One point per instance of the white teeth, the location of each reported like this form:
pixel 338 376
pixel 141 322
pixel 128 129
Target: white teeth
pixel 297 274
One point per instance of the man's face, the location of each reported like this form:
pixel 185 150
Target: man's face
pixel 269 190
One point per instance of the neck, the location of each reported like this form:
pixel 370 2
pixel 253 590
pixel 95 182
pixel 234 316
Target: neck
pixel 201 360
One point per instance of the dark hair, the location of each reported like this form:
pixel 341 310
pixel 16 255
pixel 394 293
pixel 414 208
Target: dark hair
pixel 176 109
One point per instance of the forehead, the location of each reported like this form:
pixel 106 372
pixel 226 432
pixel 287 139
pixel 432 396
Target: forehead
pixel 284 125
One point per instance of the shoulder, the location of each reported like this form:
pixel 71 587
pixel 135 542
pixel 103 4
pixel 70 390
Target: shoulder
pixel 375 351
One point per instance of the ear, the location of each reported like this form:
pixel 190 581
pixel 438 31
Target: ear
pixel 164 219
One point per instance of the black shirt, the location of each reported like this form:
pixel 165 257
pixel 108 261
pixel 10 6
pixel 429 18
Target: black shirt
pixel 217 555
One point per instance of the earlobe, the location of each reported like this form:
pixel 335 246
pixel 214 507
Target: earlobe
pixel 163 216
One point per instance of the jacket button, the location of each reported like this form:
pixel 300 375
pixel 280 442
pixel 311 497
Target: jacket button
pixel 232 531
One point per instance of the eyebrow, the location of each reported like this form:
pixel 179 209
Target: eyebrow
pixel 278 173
———
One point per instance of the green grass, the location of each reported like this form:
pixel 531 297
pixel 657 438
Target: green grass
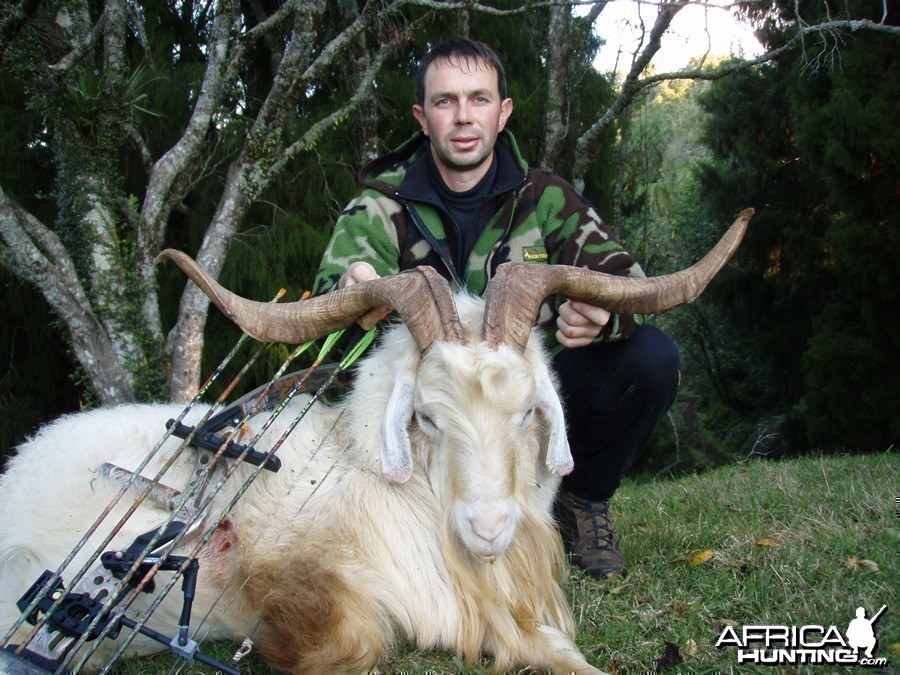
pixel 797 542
———
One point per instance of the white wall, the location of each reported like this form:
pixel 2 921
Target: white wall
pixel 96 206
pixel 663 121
———
▸ STATED GOAL
Scale the lines between the line holding "One point per instance of the dark" and the line holding "pixel 278 173", inclusive, and reproduce each one in full. Multiply only the point coordinates in the answers by 0.8 and round them to whole numbers, halves up, leaving the entries' wording and sample coordinates unchanged.

▸ CORRECT RESULT
One point per instance of the dark hair, the location of each reported like this form:
pixel 341 310
pixel 16 255
pixel 394 293
pixel 414 208
Target: dark hair
pixel 141 87
One point per instance of the forehead, the location of each reported like this form:
pixel 106 372
pixel 226 432
pixel 287 139
pixel 432 396
Target: forehead
pixel 227 100
One point per instance of the shoulder, the location of each reported like this form:
pixel 71 587
pixel 135 542
pixel 103 4
pixel 70 390
Target: shoulder
pixel 300 281
One point per instance of the ear, the location of each reported like this form:
pixel 190 581
pixel 438 31
Target: ear
pixel 131 175
One point per instance of the black shirt, the location of each reported like this form:
pixel 165 257
pixel 108 261
pixel 10 6
pixel 429 18
Target: black shirt
pixel 174 444
One point per instance of the earlobe, the location of each reported like this form:
pixel 335 246
pixel 214 507
Target: earlobe
pixel 130 173
One point per instance of the jacket button, the location of each reported like this form:
pixel 300 375
pixel 280 442
pixel 311 497
Target: jacket button
pixel 186 425
One point per instance of the eyebrow, the location of each reported like this form:
pixel 179 209
Target: eyebrow
pixel 222 138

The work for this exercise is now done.